Problem:
Collect every line in the listing below that contains the word "tennis", and copy each of those lines unchanged.

Data in this exercise:
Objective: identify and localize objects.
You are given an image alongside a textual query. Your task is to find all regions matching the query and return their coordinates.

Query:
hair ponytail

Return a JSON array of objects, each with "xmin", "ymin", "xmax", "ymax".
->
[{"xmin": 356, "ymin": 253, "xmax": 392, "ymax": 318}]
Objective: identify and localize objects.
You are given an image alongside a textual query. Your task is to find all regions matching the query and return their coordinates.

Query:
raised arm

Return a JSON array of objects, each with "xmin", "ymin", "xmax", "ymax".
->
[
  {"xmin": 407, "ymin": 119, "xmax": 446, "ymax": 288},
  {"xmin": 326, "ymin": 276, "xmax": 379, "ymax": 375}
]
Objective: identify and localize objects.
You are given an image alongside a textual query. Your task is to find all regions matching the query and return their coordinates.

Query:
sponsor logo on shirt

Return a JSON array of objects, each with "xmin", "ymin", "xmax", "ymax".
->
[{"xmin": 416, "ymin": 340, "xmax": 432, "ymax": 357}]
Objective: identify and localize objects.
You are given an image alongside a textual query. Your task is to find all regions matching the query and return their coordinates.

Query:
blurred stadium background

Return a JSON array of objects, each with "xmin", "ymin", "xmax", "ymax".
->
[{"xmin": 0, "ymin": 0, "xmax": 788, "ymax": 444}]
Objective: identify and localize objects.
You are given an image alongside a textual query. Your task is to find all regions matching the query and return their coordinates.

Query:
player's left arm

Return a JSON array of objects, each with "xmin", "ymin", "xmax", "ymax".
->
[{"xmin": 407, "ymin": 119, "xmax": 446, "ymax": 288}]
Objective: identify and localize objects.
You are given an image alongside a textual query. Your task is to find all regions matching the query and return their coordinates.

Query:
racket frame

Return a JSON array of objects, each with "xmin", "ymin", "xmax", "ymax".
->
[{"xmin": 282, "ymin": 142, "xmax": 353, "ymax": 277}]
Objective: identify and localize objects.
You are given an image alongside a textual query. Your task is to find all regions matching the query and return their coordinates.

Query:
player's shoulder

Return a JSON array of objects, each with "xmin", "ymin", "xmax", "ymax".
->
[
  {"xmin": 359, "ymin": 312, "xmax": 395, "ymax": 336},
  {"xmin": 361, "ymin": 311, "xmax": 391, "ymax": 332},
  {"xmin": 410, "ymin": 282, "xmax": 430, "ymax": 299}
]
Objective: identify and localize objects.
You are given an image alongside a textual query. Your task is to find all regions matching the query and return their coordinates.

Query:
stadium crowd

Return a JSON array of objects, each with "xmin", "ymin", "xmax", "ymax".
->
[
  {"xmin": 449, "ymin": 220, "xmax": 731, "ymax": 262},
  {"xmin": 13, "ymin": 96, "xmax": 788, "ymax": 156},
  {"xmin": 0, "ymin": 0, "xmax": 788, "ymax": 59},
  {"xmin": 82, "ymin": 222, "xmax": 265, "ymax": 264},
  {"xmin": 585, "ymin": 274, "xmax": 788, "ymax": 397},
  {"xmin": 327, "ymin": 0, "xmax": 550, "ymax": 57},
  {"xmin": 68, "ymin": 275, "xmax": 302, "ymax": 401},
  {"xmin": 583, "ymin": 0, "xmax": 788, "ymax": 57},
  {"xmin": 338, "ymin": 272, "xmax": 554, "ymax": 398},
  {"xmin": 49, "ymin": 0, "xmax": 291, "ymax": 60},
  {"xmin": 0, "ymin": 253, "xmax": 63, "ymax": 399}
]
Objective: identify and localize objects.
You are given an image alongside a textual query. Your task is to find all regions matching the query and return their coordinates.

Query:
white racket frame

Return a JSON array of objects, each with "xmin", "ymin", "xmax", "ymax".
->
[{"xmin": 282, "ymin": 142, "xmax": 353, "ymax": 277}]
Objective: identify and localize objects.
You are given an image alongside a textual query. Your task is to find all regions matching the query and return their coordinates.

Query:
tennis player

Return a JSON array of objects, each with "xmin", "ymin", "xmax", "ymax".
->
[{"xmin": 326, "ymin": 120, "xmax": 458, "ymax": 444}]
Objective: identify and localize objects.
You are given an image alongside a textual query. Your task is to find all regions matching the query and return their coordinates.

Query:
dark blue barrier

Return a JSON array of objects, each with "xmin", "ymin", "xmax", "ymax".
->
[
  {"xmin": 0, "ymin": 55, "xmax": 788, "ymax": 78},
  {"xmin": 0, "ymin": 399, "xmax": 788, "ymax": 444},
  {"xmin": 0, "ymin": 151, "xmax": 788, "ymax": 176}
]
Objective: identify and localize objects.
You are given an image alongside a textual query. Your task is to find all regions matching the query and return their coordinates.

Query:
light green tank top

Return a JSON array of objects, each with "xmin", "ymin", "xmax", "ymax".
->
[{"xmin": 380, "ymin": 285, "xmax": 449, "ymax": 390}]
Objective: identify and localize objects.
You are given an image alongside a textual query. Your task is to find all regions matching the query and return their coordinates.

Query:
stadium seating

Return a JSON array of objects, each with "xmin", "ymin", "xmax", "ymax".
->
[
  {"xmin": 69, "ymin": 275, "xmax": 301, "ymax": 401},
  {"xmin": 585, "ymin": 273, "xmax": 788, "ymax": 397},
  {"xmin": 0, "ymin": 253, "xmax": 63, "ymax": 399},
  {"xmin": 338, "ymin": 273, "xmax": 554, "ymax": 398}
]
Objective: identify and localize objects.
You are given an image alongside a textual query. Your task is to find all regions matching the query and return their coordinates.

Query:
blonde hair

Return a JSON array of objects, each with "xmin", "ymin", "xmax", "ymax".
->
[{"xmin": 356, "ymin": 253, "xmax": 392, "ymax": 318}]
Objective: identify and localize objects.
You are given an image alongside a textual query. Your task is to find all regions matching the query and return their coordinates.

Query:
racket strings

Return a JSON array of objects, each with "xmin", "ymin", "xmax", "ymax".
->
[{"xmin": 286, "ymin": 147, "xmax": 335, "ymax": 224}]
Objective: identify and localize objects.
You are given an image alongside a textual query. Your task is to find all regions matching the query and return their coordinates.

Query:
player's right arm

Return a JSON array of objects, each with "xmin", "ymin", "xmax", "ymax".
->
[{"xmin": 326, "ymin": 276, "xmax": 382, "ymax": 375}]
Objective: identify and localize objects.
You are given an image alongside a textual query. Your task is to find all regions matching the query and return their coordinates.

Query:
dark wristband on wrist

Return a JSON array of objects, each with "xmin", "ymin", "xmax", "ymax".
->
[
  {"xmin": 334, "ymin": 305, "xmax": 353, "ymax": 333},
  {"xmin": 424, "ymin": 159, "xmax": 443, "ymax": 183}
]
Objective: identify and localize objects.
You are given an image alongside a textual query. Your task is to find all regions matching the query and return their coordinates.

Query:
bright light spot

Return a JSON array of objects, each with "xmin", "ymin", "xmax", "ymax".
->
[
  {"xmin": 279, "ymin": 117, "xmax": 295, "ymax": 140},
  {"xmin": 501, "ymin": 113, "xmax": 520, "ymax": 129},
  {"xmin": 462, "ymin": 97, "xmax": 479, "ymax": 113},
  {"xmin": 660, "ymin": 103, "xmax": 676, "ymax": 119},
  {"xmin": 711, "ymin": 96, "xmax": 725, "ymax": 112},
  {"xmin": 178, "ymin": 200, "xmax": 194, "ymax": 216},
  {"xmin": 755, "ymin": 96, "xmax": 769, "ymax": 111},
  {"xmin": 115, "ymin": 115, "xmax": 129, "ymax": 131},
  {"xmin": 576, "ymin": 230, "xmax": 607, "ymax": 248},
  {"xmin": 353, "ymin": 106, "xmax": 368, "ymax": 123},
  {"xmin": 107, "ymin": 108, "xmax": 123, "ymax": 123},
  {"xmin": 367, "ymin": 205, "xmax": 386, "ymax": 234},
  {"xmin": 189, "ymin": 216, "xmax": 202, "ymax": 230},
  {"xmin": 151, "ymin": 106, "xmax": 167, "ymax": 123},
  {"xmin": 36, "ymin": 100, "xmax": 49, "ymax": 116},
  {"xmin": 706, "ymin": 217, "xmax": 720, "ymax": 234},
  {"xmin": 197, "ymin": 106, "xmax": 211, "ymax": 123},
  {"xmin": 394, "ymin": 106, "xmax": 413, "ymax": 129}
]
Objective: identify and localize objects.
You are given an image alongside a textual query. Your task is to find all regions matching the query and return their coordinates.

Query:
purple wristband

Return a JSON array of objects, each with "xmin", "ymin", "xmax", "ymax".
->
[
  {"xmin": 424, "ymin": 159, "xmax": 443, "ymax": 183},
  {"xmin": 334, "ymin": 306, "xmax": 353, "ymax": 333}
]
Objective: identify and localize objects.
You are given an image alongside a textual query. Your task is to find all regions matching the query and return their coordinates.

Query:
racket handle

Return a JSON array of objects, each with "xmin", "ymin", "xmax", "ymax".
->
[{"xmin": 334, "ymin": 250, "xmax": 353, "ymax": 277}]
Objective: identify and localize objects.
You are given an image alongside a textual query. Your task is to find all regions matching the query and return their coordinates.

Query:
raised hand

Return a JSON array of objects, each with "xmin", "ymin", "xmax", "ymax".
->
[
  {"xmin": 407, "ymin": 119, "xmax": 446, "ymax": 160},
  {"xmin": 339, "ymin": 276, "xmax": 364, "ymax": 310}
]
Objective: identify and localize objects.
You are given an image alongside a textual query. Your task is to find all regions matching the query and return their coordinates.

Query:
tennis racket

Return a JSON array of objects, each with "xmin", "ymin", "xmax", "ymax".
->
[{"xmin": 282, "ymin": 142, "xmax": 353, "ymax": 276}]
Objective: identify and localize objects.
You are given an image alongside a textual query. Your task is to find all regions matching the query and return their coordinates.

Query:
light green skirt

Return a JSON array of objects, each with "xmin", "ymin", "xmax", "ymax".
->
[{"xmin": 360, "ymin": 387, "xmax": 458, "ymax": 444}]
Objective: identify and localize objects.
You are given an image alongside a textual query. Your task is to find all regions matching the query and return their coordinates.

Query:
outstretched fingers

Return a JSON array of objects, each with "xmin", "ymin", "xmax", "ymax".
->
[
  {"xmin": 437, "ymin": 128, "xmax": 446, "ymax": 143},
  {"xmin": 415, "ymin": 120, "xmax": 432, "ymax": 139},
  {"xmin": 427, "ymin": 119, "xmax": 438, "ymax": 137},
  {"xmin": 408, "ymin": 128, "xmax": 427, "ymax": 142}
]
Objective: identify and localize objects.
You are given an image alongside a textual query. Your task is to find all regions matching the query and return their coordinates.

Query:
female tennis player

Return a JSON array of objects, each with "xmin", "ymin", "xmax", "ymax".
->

Written response:
tennis player
tennis racket
female tennis player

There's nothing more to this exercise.